======== QUELLE

Das Zugpferd der Fördervereine sind dabei die „schrumpfenden öffentlichen Kassen“, die kompensiert werden müssen. Zumal es hier um „ihre Kinder“ geht. Wenn man diese gut gemeinte Fördervereinskonstruktion funktionalistisch durchanalysiert, erhält man jedoch ein eher erschreckendes Bild.
Fördervereine sind nach Wikipedia Verbindungen von „potenziellen Geldgebern“ und „unterfinanzierten gemeinnützigen Projekten“. Ich denke es liegt auf der Hand, das Eltern in Deutschland mehrheitlich nicht als „potenzielle Geldgeber“ zu betrachten sind. Genauso wenig sind Schulen „gemeinnützige Projekte“. Zumindest nicht in dem Sinne, der hier wohl gemeint ist.
Förderverein verlagern die Verantwortung des Staates in die privaten, direkt involvierten Hände der Eltern. Die einzelne Schule wird dabei zur grundlegenden Kategorie. Welche sich nicht selbst hilft, geht unter. Eltern werden, neben ihrer grundsätzlichen gesellschaftlichen Belastung durch ihren Nachwuchs noch direkter in Verantwortung und unverhältnismässiges Engagement gedrängt. Im Grunde sind Mitgliedsbeiträge für schulische Fördervereine als versteckte Schulgebühren zu begreifen. Dabei könnte es genau umgekehrt sein, dass Bürger ohne Kinder ihre Freiheit zumindest finanziell kompensieren. Denn die Vorteile gesellschaftlichen Nachwuchses genießen sie auch.
Wieso hat sich diese Struktur von Fördervereinen dennoch durchgesetzt um Schulen am Leben zu erhalten? Wie immer, weil sie funktioniert – und zu meiner Erklärung, weshalb das so ist, möchte ich meine allererste Gender-Studie in Worte fassen, sie beruht auf genau einem von mir beobachteten Fall einer NRW-Grundschule:
Erste Beobachtung: Der Förderverein besteht aus engagierten Frauen. Zumindest ist er bei der Einschulung nur durch weibliche Mitglieder, die stapelweise Mitgliedschaftsbögen verteilt haben, in Erscheinung getreten. Zweite Beobachtung: Die Bögen ausgefüllt und teilweise vor Ort bezahlt, haben zumeist Männer.
Mein Erklärung dazu ist simpel und ein bisschen holprig. Aber, Frauen interessieren sich verhältnismäßig seltener für das „abstrakte Große und Ganze“, Männer sind eher von Kleinigkeiten genervt und absolvieren sie ohne viel nachzudenken, Hauptsache es geht vorbei.

================

▶ [AUFGABE 1] Gib den Abschnitt der Quelle wörtlich aus, beginnend bei „Mein Erklärung dazu“ und fortlaufend bis einschließlich „es geht vorbei.“.
▶ [AUFGABE 2] Als was sind Mitgliedsbeiträge für schulische Fördervereine laut der Quelle im Grunde zu begreifen?
Die Zeilen haben hierfür keine Bedeutung.

======== EXTRAHIERTE DATEN

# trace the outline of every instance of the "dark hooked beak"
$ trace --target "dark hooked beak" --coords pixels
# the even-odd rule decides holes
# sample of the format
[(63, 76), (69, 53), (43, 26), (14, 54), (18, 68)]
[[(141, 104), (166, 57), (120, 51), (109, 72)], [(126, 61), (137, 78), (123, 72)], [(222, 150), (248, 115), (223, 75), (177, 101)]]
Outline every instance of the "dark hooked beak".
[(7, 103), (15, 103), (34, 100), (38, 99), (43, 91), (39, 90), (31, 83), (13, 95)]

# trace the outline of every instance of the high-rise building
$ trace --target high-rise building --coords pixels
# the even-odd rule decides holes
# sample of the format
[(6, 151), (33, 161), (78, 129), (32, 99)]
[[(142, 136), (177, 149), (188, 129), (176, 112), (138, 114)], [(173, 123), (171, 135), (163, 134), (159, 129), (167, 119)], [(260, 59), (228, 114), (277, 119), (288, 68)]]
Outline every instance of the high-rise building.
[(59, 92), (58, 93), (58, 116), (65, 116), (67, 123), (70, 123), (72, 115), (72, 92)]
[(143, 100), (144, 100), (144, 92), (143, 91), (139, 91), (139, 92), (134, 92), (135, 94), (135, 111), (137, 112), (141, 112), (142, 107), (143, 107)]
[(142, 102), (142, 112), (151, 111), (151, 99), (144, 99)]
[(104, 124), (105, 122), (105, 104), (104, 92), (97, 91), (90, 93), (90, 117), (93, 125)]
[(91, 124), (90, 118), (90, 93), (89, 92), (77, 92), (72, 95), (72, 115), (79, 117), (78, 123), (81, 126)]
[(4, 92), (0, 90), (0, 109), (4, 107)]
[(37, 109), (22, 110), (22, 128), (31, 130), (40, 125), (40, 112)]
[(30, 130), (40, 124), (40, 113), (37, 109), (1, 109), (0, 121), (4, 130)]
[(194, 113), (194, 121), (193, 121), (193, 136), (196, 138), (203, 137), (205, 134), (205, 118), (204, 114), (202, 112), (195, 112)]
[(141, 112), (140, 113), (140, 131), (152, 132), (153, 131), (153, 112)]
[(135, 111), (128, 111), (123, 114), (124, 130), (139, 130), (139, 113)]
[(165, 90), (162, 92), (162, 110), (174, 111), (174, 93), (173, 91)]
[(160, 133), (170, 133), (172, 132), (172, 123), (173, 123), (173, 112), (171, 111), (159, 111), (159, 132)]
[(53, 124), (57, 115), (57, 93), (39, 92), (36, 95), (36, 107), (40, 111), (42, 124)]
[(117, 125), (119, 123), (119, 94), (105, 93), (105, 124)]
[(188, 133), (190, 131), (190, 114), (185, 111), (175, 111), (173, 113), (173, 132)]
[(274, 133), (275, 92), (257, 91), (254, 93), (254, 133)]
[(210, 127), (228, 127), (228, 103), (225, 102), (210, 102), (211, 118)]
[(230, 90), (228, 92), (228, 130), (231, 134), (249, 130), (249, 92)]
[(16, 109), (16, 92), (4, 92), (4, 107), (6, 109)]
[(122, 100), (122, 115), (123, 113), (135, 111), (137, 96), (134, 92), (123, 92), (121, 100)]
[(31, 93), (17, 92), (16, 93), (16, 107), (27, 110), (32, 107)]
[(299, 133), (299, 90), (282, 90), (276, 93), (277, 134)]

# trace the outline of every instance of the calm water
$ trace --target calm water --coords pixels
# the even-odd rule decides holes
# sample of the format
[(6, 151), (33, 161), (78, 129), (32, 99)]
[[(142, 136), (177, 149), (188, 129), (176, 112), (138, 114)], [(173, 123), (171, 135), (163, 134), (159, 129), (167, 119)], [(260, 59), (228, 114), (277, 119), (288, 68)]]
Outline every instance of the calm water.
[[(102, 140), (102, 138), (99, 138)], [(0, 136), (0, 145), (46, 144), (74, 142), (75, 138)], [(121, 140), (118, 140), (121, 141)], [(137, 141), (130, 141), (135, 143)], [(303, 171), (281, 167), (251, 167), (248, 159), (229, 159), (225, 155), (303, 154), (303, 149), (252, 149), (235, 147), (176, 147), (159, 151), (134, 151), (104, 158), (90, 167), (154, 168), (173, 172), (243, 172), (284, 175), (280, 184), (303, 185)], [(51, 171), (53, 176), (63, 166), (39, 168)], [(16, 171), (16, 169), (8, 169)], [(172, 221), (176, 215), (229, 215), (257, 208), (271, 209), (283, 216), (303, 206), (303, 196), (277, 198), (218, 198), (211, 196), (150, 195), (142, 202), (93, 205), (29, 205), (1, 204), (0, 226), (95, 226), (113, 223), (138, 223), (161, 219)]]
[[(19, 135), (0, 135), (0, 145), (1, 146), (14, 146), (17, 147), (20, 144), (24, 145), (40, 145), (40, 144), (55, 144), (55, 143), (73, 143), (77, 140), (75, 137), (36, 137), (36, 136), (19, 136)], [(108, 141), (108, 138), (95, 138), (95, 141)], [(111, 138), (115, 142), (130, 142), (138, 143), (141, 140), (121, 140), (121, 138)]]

================

▶ [ERGEBNIS 1]
Mein Erklärung dazu ist simpel und ein bisschen holprig. Aber, Frauen interessieren sich verhältnismäßig seltener für das „abstrakte Große und Ganze“, Männer sind eher von Kleinigkeiten genervt und absolvieren sie ohne viel nachzudenken, Hauptsache es geht vorbei.

▶ [ERGEBNIS 2] Als versteckte Schulgebühren.